Colombie: les lendemains désenchantés du processus de paix (Frédéric Thomas- CETRI / Le Soir)


En moyenne, plus de vingt dirigeants sociaux ont été assassinés chaque mois, en Colombie, depuis la signature de l’accord de paix du 26 septembre 2016. Au total, 1.229 activistes colombiens ont été tués en moins de cinq ans. Soixante et un massacres ont été commis au cours des huit premiers mois de cette année.

@Twitter / CETRI

Une analyse de Frédéric Thomas, docteur en sciences politiques, chargé d’étude au CETRI – Centre tricontinental

Victimes du narcotrafic et de la démultiplication de groupes armés – dont les dissidences des FARC, qui n’ont pas déposé les armes –, dans un contexte de couverture précaire et discontinue de régions entières par les institutions publiques ? Telle est la lecture que l’État colombien cherche à imposer, aussi bien dans le pays que sur la scène internationale. C’est à de tout autres conclusions que les rapports des ONG, organisations sociales et syndicales aboutissent. Le problème est beaucoup moins l’absence ou l’impuissance de l’État, que la configuration de sa présence et de son action.

Loin de combler le vide étatique, les groupes paramilitaires – principaux responsables des pires violations de droits humains – sont en réalité les marqueurs d’une privatisation de la violence et de l’alliance historique et institutionnalisée, au nom de la guerre contre la « subversion », entre une grande partie du secteur privé et de la force publique.

EXTRAIT SOURCE ▸
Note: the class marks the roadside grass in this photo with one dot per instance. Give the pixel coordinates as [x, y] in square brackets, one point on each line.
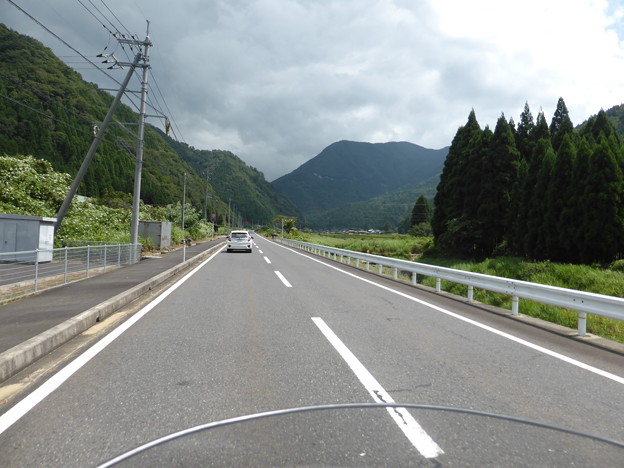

CONSIGNE ÉCRITE ▸ Reproduisez mot pour mot le passage de l'article sur le processus de paix en Colombie qui commence par « Colombie: les lendemains » et se poursuit jusqu'à « de cette année. ».

RÉPONSE PRODUITE ▸
Colombie: les lendemains désenchantés du processus de paix (Frédéric Thomas- CETRI / Le Soir)


En moyenne, plus de vingt dirigeants sociaux ont été assassinés chaque mois, en Colombie, depuis la signature de l’accord de paix du 26 septembre 2016. Au total, 1.229 activistes colombiens ont été tués en moins de cinq ans. Soixante et un massacres ont été commis au cours des huit premiers mois de cette année.